§ Records supplied
§ §
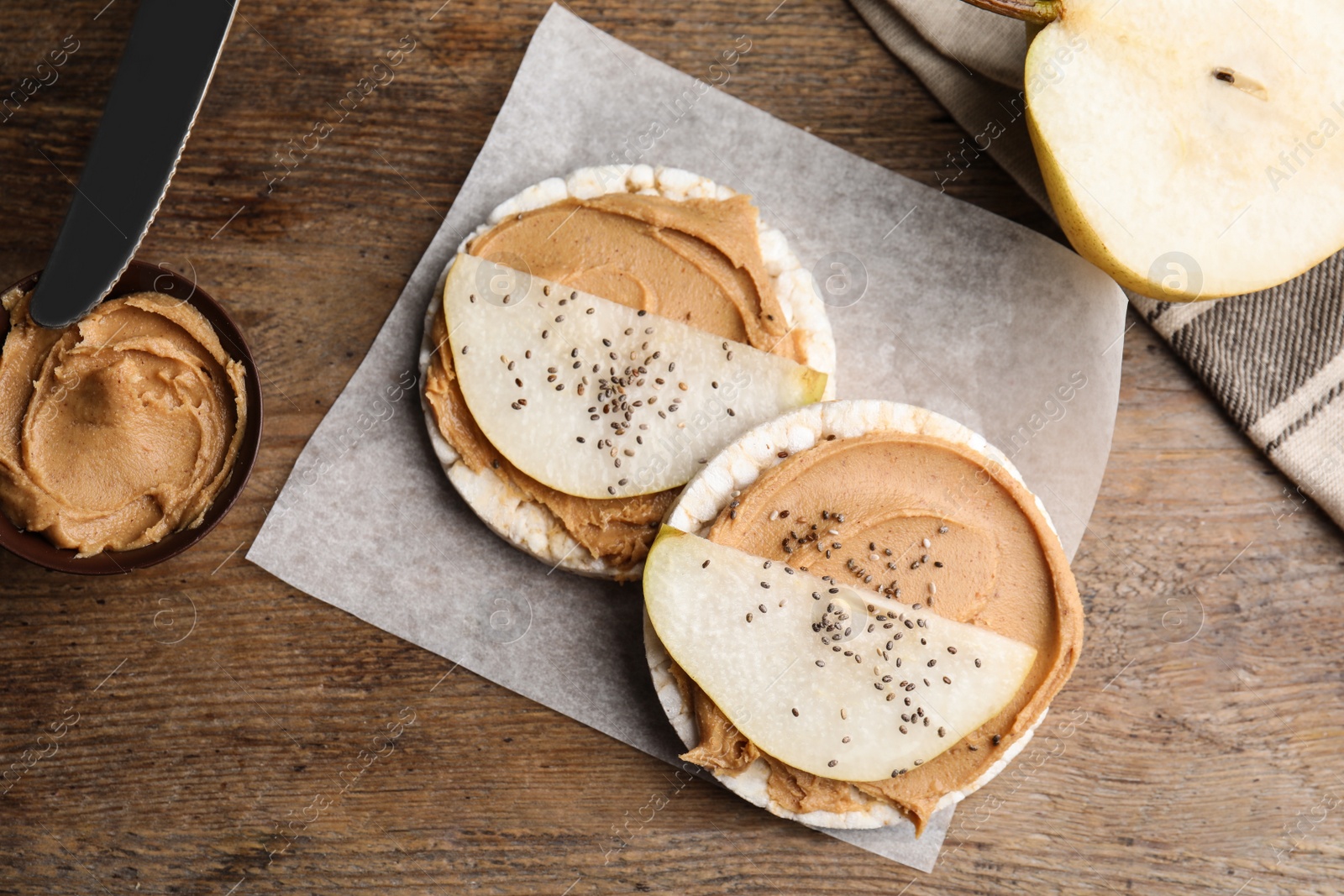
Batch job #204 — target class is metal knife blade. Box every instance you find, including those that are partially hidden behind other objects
[29,0,237,327]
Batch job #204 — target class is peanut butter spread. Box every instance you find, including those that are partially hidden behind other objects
[0,291,247,556]
[425,193,801,569]
[674,432,1082,831]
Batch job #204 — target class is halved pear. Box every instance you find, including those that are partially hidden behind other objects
[643,527,1037,780]
[972,0,1344,301]
[444,255,827,498]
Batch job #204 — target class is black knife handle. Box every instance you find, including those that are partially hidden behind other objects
[29,0,235,327]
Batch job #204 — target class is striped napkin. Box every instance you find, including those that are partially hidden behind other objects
[851,0,1344,525]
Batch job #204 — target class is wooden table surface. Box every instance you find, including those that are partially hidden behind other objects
[0,0,1344,896]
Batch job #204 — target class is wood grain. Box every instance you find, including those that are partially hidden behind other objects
[0,0,1344,896]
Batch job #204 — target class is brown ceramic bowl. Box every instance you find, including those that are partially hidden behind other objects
[0,260,262,575]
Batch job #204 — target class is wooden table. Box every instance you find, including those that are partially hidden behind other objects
[0,0,1344,896]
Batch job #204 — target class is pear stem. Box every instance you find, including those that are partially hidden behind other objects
[965,0,1064,24]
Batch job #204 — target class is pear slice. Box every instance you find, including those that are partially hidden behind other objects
[444,255,827,498]
[970,0,1344,301]
[643,527,1037,780]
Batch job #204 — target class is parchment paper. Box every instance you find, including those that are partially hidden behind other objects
[247,7,1125,871]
§ §
§ Task objective
Rewrite all the data above, replacing "pear" with "apple" everywhere and changing nothing else. Leave the pictures out.

§ Complete output
Batch job #204 — target class is metal knife blade. Box every instance you find, including those that are partially hidden behind other objects
[29,0,237,327]
Batch job #204 — target class is peanut butter spread. Box every instance you find, including those that are partially hidden behind other objects
[0,291,247,556]
[425,193,801,569]
[674,432,1082,831]
Batch job #204 — target class is halved apple. Box every instance you find, including those that are partially hidden behind other objects
[643,527,1037,780]
[972,0,1344,301]
[444,255,827,498]
Batch job #204 — target class is black knife handle. Box every instance you find, including those that are partially hidden behind other objects
[29,0,235,327]
Batch job #204 — target class is striped napkin. Box every instance you find, including those that are partially hidden behind other objects
[851,0,1344,525]
Batch job #204 — target class is wooden table surface. Box every instance you find, including those that are partially hidden behind other objects
[0,0,1344,896]
Batch job #204 — target class is wood grain. Box every instance you find, including those that are partially hidden behind other objects
[0,0,1344,896]
Batch job #204 — target class is brown ceramic bowl. Box every instance you find, including those that are partially hidden behind other objects
[0,260,262,575]
Batch job #204 — target class is wooden table. Box every instance you find, including those that are partially hidden behind other objects
[0,0,1344,896]
Batch job #204 — target class is apple stem. Box every instance you find, including those that are partially hidden behind other objects
[965,0,1064,24]
Batch job #204 — target class is apple slice. Box every instance you find, including those that are partially hidden behind other objects
[444,255,827,498]
[970,0,1344,301]
[643,527,1037,780]
Batch job #204 — target class is parchment paper. Box every instance you find, including those that are partially hidden behind other objects
[247,7,1125,871]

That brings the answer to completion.